▸ Work item: Print, exactly as they stand, the lines from the start of the listing to the line containing "Trace the outline of every instance of the cardboard", inclusive.

* * * * *

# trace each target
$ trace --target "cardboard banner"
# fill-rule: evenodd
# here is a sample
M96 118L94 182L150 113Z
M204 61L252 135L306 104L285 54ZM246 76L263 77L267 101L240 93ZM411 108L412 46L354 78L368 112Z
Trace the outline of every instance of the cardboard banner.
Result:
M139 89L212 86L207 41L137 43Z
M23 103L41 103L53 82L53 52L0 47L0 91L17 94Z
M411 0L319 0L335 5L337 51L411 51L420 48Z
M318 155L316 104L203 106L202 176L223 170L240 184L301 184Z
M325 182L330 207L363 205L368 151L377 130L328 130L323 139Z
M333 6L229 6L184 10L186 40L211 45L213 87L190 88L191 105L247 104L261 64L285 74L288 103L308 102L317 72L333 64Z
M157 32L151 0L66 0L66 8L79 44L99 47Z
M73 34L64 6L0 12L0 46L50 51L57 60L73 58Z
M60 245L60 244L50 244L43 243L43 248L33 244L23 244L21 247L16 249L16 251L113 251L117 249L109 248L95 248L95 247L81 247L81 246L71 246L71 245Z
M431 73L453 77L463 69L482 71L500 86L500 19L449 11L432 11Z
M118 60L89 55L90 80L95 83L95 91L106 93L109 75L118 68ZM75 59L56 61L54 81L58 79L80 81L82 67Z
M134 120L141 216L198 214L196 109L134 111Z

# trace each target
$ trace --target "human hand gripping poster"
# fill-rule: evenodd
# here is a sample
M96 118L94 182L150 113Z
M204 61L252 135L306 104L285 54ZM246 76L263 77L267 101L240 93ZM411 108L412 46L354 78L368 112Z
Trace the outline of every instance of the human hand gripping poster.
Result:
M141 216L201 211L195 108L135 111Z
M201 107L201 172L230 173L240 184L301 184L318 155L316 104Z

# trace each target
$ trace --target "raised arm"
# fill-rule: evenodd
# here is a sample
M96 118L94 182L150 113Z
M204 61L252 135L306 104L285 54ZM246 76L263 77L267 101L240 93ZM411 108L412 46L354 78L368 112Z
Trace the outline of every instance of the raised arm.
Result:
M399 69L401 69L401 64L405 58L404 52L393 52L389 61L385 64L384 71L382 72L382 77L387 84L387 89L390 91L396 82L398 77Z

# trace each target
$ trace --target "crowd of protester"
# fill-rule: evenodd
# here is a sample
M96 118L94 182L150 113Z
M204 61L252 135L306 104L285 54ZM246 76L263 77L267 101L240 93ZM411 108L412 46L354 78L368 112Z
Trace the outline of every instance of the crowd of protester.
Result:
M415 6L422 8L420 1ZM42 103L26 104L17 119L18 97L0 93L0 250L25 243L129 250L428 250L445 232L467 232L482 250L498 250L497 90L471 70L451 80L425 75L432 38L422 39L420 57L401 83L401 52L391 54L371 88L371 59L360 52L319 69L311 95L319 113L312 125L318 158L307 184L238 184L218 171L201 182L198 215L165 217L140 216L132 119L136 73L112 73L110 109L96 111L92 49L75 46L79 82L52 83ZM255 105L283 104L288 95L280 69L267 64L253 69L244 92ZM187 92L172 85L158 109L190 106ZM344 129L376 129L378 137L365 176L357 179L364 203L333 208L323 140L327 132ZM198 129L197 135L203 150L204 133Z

* * * * *

▸ Solved problem:
# trace each target
$ trace --target "cardboard banner"
# fill-rule: evenodd
# here is a sample
M96 118L94 182L150 113Z
M204 61L252 135L306 104L285 54ZM246 76L263 77L267 101L240 93ZM411 108L412 46L354 78L368 112Z
Trace the outline of every instance of the cardboard banner.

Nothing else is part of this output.